▶ _TESTO FORNITO_
━━━━━━━━

Palazzo Marino, però, non ci sta e annuncia l'appello
Una storia di amore, perdita e burocrazia che si trasforma in una battaglia legale. Il Comune di Milano è stato condannato a risarcire quasi 250mila euro a una donna che, a causa della mancata celebrazione del suo matrimonio d’urgenza, non ha potuto sposare il compagno prima della sua morte.
Tutto ha inizio nel febbraio 2021, in piena pandemia. Un uomo, ricoverato in gravi condizioni all’ospedale Fatebenefratelli, chiede al Comune di Milano di poter sposare la sua compagna con la procedura d’urgenza prevista dall’articolo 101 del Codice Civile. La richiesta, inviata via email il 27 febbraio, è accompagnata da un certificato medico che attesta l’imminente pericolo di vita e dalle carte d’identità della coppia. Il 1° marzo, Palazzo Marino risponde fornendo le indicazioni per la celebrazione del matrimonio, mettendo in copia conoscenza anche i funzionari competenti. Ma la risposta, invece di arrivare tramite PEC (Posta Elettronica Certificata), viene inviata con una semplice email. Un dettaglio che si rivelerà fatale.
Passano i giorni, e la donna non riceve infatti altre comunicazioni dal Comune. Il 7 maggio, i suoi legali informano Palazzo Marino che il compagno è deceduto e che la donna chiede un risarcimento per “l’omesso riscontro” alla sua richiesta di matrimonio d’urgenza. Il Comune replica di aver risposto alla richiesta e di non aver ricevuto solleciti, aggiungendo che, data la “repentinità del decesso”, sarebbe stato comunque difficile celebrare il matrimonio. Ma la donna contesta questa versione, sostenendo che la risposta del 1° marzo non è mai arrivata. La vicenda finisce così in tribunale: la vedova chiede un risarcimento di quasi 230 mila euro per danni patrimoniali, derivanti dalla perdita della pensione di reversibilità, e 15 mila euro per danni non patrimoniali, legati al dolore e alla sofferenza per non aver potuto sposare il compagno prima della sua morte.
Il 12 settembre 2024, il Tribunale di Milano accoglie la richiesta di risarcimento, condannando il Comune a pagare la somma dal momento che il giudice ha ritenuto che il Comune sia responsabile del ritardo nella celebrazione del matrimonio, non avendo utilizzato la PEC per comunicare con la donna. Palazzo Marino, però, non ci sta e annuncia l’appello: “Il giudizio ha erroneamente imputato al Comune una situazione di stallo comunicativo, in realtà addebitabile alla parte attrice”, si legge nella delibera approvata dalla giunta comunale. “Inoltre, la sentenza ha erroneamente ravvisato profili di colpa nella condotta dell’ufficiale di stato civile”. La battaglia legale, dunque, continua. Resta da vedere se il Comune di Milano riuscirà a ribaltare la sentenza di primo grado e a evitare il risarcimento milionario.

━━━━━━━━

▶ _DATI_
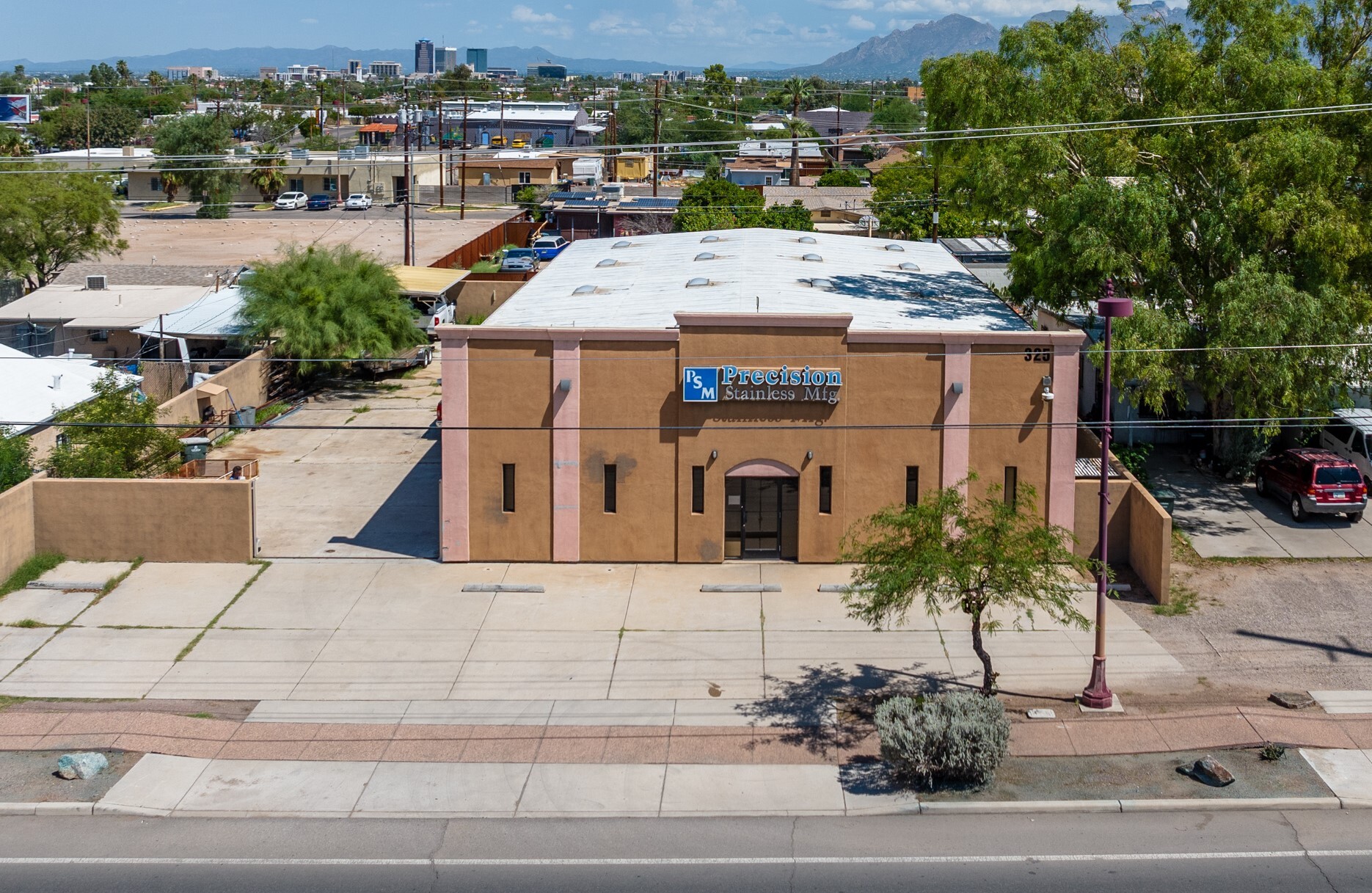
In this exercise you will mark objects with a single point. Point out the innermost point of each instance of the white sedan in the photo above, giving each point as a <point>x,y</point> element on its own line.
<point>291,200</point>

━━━━━━━━

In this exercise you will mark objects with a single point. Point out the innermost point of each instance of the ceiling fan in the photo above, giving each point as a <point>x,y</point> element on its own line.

━━━━━━━━

▶ _CONSEGNA_
Riscrivi la parte dell'articolo sul matrimonio d'urgenza mancato che inizia con le parole "Tutto ha inizio" e termina con "si rivelerà fatale.", sostituendo "Fatebenefratelli" con "Niguarda". Le voci non hanno alcun legame con l'articolo.

▶ _SOLUZIONE_
Tutto ha inizio nel febbraio 2021, in piena pandemia. Un uomo, ricoverato in gravi condizioni all’ospedale Niguarda, chiede al Comune di Milano di poter sposare la sua compagna con la procedura d’urgenza prevista dall’articolo 101 del Codice Civile. La richiesta, inviata via email il 27 febbraio, è accompagnata da un certificato medico che attesta l’imminente pericolo di vita e dalle carte d’identità della coppia. Il 1° marzo, Palazzo Marino risponde fornendo le indicazioni per la celebrazione del matrimonio, mettendo in copia conoscenza anche i funzionari competenti. Ma la risposta, invece di arrivare tramite PEC (Posta Elettronica Certificata), viene inviata con una semplice email. Un dettaglio che si rivelerà fatale.